On Mon, 8 Sep 2003, Christopher Benson-Manica wrote:
>
> Peter Nilsson <(E-Mail Removed)> spoke thus:
>
> > Why?

>
> It was an assignment for the intro-to-C class at school and I was trying to
> help a friend... and it was a macho thing to prove I could do it

(BTW, I'm in a course this year whose first lab consists entirely of
about a dozen of these "brain-teasers," assuming the same things that
the OP's code assumed (sign-propagation, two's-complement, 32-bit, no
trap on overflow...). But we didn't have to do absolute value for our
lab.)

> > In a clc sense, it doesn't work at all.

>
> By "works," of course, I meant "produces correct results on my
> implementation."

Well, that's not the clc sense of "works."

> > (x < 0 ? -x : x)

>
> Certainly would have been my first choice, but all conditional operators
> were explicitly forbidden by the assignment. The 32-bit integer assumption
> was explicitly permitted, and two's complement representation was
> implied. Since the code was only required to work on a specific
> implementation (an i386 Linux box, I believe), these assumptions were
> acceptable in the context of the assignment.
>
> Is this question impossible to answer in a strictly ANSI-compliant way,
> then?

y = (x < 0)? -x: x;

This *is* the ISO-compliant way to compute absolute value. Bitwise
operators in C operate on bits, not values, so you can't use them to
compute [much of] anything related to value. C makes a distinction
between the *value* of an 'int' and the *representation* thereof.
<OT> I bet your code works [in the clc sense] in Java. </OT>

HTH,
-Arthur

§ RECORD EXTRACTS
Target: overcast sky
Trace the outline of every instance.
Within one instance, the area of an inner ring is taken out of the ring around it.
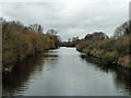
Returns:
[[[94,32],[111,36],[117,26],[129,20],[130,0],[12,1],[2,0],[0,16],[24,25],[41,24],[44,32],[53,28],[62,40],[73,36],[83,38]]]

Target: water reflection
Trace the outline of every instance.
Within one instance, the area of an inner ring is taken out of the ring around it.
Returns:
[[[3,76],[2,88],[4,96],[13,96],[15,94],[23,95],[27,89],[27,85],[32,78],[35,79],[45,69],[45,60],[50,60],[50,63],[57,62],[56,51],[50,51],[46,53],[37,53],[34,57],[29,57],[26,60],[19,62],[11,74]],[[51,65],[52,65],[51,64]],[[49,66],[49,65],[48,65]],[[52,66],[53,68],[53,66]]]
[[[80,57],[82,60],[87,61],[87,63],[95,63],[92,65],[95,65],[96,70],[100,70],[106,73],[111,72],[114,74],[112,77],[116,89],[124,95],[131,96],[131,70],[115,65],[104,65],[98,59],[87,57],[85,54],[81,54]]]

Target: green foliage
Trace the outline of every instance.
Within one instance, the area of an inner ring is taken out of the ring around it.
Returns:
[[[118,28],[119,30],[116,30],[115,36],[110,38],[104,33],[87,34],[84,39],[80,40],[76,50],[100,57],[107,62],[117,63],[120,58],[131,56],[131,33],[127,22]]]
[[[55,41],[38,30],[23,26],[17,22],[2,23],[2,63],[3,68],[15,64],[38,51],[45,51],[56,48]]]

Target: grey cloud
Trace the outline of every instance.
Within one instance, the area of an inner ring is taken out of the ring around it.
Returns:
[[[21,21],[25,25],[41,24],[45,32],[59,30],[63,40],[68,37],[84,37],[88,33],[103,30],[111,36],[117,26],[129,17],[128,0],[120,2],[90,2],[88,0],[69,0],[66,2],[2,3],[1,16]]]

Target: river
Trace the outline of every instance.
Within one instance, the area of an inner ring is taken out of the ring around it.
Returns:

---

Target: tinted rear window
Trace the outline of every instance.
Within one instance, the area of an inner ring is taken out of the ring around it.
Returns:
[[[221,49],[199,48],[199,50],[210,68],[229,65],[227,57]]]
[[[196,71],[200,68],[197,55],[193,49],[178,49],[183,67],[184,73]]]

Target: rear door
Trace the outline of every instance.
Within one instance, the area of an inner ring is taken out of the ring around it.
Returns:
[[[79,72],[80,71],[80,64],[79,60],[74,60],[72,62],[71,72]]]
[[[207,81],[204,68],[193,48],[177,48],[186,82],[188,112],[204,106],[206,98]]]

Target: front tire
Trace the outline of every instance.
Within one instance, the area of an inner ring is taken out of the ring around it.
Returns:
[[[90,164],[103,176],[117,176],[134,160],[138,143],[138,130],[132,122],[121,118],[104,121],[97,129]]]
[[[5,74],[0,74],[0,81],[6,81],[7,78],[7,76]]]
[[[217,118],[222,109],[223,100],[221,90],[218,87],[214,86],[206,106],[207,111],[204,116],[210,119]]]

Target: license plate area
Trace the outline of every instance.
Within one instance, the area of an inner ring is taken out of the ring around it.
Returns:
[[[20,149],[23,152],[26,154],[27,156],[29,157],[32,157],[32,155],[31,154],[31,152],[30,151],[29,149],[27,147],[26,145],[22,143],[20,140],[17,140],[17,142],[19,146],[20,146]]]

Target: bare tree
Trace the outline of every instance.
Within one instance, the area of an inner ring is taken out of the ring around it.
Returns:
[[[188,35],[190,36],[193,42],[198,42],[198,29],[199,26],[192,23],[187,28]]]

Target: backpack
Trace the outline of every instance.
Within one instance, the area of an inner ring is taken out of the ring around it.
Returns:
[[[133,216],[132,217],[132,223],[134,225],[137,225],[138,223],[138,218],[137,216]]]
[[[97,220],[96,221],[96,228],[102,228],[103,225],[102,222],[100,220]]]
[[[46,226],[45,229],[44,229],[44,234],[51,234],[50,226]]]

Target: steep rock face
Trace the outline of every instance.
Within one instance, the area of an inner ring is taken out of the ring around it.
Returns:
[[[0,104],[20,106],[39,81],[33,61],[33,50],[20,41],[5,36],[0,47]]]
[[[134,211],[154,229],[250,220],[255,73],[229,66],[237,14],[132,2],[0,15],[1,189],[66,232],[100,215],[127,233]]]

§ SHORT PROBLEM
In the forum thread about absolute value in C, which operators did the assignment explicitly forbid? Rely only on the forum thread about absolute value in C, not on the entries.

§ RESULT FOR THIS EXERCISE
All conditional operators.